Kok Jing Hong 郭景宏

Personal information
- Born: Jacky Kok Jing Hong 12 March 2002 (age 24) Kedah, Malaysia
- Years active: 2020–present

Sport
- Country: Malaysia
- Sport: Badminton
- Handedness: Left

Men's singles
- Highest ranking: 66 (13 January 2026)
- Current ranking: 93 (7 April 2026)
- BWF profile

Medal record
Men's badminton
Representing Malaysia
Asia Team Championships
| Gold medal – first place | 2022 Selangor | Men's team |
SEA Games
| Silver medal – second place | 2021 Vietnam | Men's team |
| Silver medal – second place | 2023 Cambodia | Men's team |

= Kok Jing Hong =

Malaysian badminton player (born 2002)

Jacky Kok Jing Hong (郭景宏 (Guō Jǐnghóng); born 12 March 2002) is a Malaysian badminton player. In 2022, he won his first senior title at the Swedish Open.

== Career ==
=== 2016–2020: Junior career ===
In August 2016, Kok made his international debut at the Jakarta Junior International. He finished as the runner-up in the boys' singles U-15 event and reached the semi-final of the boys' doubles U-15 event.

In October 2017, he was the runner-up in the boys' doubles U-17 event with Ooi Jhy Dar at the Badminton Asia U-15 & U-17 Junior Championships. He also reached the semi-final of the boys' singles U-17 event. Less than a month later, he was crowned the boys' singles U-17 champion at the Korea Junior International.

In April 2018, Kok won the boys' singles U-17 title at the Jaya Raya Junior International. In December 2018, he finished as the men's singles U-19 runner-up at the Korea Junior International.

In 2020, Kok was promoted to the national team at the age 18 from the badminton team of Bukit Jalil Sports School. In March 2020, he competed at the German Junior International and won the men's singles U-19 title defeating Alvi Wijaya Chairullah in the final.

• [DATA SHOWN]

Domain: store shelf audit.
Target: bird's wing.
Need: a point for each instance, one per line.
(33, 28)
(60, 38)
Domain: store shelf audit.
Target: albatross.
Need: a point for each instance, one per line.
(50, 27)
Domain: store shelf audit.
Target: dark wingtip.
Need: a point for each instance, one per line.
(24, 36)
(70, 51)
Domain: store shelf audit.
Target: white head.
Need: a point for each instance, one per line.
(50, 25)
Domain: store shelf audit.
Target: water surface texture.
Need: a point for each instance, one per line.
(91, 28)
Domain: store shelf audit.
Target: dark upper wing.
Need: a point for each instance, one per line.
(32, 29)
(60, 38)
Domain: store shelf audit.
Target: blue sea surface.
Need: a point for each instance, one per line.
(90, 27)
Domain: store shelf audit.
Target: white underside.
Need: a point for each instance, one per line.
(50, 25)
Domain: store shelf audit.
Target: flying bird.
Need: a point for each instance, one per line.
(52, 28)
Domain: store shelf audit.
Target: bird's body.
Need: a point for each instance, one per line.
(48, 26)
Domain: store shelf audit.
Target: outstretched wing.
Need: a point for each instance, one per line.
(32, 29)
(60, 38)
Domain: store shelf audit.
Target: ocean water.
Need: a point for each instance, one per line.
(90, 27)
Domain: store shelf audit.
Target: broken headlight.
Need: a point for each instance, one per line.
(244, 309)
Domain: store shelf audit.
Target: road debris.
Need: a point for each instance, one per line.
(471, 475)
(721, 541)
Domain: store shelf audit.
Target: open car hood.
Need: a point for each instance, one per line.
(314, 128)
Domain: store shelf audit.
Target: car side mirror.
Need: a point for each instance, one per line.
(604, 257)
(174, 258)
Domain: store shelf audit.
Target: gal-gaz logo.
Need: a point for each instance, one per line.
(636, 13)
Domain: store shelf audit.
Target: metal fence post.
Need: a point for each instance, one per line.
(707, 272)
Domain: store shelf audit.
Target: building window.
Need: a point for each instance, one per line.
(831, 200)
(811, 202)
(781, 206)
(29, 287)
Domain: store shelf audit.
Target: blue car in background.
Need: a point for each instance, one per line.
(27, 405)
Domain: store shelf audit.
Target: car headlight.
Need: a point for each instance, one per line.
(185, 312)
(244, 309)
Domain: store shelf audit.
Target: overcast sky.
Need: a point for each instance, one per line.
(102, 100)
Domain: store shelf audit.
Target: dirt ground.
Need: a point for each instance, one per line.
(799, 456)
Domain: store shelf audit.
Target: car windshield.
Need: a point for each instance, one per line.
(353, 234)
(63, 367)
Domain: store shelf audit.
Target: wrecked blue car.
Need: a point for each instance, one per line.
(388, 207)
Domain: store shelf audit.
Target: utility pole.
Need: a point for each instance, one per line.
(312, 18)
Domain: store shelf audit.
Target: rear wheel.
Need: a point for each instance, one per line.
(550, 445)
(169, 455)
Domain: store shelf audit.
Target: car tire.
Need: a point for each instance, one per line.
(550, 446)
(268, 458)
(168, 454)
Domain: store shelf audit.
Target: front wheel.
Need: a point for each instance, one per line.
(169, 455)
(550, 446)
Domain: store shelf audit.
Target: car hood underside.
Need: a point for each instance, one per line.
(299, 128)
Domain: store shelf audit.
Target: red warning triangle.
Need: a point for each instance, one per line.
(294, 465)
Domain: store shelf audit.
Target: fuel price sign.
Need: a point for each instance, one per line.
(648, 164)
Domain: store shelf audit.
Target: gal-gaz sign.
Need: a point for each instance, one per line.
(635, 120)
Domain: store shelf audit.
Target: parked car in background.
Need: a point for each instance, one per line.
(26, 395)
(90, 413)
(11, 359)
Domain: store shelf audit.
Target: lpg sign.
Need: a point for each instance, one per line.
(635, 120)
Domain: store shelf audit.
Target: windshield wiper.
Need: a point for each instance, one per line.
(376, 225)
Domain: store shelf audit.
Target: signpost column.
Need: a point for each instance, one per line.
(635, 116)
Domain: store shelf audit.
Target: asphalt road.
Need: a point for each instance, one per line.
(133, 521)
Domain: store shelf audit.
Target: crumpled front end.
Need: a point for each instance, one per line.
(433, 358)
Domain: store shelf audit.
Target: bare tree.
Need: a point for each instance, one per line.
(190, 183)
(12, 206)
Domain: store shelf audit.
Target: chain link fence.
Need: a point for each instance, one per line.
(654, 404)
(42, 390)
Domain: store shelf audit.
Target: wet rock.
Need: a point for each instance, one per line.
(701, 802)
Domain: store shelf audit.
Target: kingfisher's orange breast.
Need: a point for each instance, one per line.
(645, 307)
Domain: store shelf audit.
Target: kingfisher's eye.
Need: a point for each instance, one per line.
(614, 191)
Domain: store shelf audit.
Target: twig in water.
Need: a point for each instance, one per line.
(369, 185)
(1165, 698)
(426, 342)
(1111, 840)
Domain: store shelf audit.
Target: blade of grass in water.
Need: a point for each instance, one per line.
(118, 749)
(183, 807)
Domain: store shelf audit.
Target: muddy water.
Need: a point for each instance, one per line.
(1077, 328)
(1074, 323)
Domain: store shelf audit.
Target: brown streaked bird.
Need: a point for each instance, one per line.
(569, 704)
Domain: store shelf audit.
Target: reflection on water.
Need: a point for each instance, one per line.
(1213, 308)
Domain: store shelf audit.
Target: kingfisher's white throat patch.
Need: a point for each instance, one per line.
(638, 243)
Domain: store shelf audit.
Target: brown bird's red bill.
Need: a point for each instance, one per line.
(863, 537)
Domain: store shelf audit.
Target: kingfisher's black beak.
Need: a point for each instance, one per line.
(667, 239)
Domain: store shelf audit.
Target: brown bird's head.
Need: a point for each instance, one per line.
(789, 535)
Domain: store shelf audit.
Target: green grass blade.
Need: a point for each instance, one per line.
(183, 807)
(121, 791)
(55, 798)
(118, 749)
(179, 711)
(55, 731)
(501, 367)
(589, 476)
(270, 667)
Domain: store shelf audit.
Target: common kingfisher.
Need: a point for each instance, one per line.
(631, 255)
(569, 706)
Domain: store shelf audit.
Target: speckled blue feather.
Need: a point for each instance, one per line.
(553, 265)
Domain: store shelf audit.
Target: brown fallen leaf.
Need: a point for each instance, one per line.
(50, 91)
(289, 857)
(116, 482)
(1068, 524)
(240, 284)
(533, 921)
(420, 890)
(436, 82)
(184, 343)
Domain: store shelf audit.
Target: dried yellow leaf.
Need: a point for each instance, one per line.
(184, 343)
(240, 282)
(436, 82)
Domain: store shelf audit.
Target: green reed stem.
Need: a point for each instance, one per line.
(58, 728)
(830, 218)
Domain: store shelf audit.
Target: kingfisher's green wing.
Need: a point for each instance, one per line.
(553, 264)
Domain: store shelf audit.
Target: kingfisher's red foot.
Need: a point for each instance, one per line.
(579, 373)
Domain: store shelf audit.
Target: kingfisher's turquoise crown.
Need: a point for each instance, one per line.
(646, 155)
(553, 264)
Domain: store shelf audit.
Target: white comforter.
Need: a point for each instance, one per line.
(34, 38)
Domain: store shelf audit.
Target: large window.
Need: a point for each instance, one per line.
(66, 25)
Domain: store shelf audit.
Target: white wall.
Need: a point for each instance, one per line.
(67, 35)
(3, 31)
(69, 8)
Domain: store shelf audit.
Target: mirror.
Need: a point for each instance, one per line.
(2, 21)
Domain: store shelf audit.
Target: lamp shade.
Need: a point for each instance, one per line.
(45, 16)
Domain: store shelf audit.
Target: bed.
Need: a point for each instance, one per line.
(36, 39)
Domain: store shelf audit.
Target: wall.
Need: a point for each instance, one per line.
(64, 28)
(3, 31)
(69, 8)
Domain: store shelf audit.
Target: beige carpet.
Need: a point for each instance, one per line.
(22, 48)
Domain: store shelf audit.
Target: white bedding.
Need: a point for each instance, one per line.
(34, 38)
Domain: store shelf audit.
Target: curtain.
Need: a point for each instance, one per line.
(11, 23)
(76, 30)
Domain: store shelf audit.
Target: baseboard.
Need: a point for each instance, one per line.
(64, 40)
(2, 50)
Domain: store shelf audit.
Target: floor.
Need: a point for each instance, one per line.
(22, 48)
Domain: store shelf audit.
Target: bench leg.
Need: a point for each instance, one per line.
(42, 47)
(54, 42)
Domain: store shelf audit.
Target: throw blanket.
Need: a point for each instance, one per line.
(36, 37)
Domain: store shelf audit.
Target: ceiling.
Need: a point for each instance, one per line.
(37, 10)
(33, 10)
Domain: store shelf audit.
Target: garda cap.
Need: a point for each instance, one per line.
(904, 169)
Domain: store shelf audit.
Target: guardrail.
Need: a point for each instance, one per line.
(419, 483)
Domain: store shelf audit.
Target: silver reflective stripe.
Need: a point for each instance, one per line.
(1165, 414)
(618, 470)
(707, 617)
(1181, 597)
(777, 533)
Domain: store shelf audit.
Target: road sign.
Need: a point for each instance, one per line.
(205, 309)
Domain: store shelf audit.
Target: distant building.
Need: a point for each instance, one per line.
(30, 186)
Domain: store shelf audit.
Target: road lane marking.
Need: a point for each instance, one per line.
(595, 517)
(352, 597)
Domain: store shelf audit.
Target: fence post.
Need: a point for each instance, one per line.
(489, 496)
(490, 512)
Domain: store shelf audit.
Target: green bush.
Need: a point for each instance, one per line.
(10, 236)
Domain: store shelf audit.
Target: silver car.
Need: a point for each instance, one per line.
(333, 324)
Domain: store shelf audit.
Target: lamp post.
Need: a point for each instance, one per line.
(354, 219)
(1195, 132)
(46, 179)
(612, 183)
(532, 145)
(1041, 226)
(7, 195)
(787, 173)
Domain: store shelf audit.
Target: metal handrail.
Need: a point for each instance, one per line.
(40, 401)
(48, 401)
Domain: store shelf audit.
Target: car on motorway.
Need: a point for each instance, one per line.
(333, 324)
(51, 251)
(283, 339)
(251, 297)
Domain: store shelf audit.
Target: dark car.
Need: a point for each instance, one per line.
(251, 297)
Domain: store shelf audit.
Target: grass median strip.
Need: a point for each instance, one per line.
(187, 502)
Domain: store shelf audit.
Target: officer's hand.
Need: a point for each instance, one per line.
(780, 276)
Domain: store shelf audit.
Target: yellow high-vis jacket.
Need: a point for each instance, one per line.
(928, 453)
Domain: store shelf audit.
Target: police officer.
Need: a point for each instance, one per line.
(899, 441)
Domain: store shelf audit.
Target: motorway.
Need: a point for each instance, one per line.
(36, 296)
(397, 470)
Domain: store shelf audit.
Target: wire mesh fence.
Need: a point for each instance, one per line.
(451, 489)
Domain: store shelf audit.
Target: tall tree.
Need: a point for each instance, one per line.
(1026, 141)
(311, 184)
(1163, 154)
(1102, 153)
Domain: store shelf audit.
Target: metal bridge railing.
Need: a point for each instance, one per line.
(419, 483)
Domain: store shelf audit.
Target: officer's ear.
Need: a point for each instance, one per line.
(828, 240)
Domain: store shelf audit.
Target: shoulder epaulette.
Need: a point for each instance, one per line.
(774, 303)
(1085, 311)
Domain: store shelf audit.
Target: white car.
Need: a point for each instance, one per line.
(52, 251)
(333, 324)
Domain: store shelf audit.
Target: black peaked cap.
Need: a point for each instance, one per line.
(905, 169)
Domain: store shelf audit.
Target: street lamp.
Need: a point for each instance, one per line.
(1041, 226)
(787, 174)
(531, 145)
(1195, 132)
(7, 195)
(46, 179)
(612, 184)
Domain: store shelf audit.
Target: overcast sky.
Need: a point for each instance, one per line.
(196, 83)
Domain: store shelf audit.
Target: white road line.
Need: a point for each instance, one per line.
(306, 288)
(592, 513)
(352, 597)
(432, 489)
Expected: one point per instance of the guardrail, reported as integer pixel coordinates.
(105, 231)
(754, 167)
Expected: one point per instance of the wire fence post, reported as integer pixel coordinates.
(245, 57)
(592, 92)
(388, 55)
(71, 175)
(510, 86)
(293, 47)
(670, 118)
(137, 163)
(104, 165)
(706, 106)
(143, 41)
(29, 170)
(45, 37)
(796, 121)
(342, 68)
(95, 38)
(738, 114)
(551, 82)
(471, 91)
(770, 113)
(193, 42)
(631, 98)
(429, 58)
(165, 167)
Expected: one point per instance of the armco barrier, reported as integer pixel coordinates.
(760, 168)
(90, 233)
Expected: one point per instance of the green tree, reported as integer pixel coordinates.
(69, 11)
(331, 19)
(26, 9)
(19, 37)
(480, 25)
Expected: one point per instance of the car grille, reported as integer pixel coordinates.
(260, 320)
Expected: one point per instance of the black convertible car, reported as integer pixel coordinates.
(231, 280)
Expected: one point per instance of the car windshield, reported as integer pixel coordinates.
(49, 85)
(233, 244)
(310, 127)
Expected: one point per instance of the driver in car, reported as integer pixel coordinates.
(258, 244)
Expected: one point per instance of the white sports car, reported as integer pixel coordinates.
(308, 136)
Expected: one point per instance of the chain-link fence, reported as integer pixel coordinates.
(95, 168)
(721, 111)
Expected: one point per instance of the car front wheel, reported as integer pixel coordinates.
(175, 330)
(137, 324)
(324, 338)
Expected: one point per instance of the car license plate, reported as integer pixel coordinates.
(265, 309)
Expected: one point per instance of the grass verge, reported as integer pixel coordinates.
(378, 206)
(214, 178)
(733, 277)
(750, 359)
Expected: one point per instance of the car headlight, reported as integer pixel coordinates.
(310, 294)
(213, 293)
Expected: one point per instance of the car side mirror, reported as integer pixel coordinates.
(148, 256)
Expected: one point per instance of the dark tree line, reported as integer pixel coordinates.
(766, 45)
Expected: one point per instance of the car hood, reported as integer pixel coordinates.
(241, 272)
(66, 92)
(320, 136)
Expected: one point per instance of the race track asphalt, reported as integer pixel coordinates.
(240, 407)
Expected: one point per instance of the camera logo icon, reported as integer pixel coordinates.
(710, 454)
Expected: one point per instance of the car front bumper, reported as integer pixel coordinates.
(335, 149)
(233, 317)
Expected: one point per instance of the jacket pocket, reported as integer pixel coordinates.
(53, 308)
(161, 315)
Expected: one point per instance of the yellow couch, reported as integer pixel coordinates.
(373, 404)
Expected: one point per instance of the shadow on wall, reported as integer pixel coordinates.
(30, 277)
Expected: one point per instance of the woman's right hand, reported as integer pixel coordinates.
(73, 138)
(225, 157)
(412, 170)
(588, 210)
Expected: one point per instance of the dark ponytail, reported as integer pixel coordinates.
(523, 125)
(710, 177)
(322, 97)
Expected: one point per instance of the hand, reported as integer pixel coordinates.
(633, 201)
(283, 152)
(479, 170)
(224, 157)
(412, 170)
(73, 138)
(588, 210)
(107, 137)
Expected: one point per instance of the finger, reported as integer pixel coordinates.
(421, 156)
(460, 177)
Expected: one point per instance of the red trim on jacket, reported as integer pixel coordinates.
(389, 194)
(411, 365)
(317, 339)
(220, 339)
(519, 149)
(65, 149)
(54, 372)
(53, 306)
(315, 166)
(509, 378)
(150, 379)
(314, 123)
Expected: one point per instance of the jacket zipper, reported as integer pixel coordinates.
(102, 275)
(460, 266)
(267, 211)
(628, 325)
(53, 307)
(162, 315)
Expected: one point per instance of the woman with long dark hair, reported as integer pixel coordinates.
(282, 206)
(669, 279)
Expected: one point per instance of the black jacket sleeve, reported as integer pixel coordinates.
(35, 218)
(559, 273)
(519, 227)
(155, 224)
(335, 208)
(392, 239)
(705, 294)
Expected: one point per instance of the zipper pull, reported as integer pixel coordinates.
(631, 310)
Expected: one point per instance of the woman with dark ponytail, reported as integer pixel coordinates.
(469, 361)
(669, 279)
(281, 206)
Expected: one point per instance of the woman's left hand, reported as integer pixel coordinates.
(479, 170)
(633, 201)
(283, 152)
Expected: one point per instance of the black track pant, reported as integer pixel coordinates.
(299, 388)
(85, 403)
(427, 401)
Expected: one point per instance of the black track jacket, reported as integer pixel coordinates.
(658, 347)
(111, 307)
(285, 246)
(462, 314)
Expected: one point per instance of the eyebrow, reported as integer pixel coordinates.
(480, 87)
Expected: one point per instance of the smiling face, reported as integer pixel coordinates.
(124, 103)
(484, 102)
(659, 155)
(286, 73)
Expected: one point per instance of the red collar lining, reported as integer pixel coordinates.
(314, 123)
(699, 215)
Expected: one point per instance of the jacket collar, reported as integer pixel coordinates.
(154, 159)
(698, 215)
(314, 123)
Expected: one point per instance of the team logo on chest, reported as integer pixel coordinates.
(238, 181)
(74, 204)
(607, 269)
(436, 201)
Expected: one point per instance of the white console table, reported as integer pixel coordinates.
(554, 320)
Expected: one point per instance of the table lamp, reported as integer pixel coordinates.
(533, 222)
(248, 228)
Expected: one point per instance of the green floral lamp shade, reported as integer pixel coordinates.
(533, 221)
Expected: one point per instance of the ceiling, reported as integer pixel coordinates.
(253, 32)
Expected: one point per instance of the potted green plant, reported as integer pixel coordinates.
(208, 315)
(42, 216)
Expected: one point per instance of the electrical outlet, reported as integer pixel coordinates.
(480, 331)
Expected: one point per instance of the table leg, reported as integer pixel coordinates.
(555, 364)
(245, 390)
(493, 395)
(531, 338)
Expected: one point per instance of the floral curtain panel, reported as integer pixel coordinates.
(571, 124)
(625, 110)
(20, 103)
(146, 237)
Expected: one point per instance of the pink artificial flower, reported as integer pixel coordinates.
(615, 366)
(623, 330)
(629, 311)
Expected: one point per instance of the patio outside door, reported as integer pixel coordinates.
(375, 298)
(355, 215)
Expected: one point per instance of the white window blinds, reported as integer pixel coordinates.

• [WRITTEN PROBLEM]
From the Kok Jing Hong article, copy out word for word the passage starting with "Malaysian badminton player (born" and going on through "champion at the Korea Junior International.".

• [TASK OUTPUT]
Malaysian badminton player (born 2002)

Jacky Kok Jing Hong (郭景宏 (Guō Jǐnghóng); born 12 March 2002) is a Malaysian badminton player. In 2022, he won his first senior title at the Swedish Open.

== Career ==
=== 2016–2020: Junior career ===
In August 2016, Kok made his international debut at the Jakarta Junior International. He finished as the runner-up in the boys' singles U-15 event and reached the semi-final of the boys' doubles U-15 event.

In October 2017, he was the runner-up in the boys' doubles U-17 event with Ooi Jhy Dar at the Badminton Asia U-15 & U-17 Junior Championships. He also reached the semi-final of the boys' singles U-17 event. Less than a month later, he was crowned the boys' singles U-17 champion at the Korea Junior International.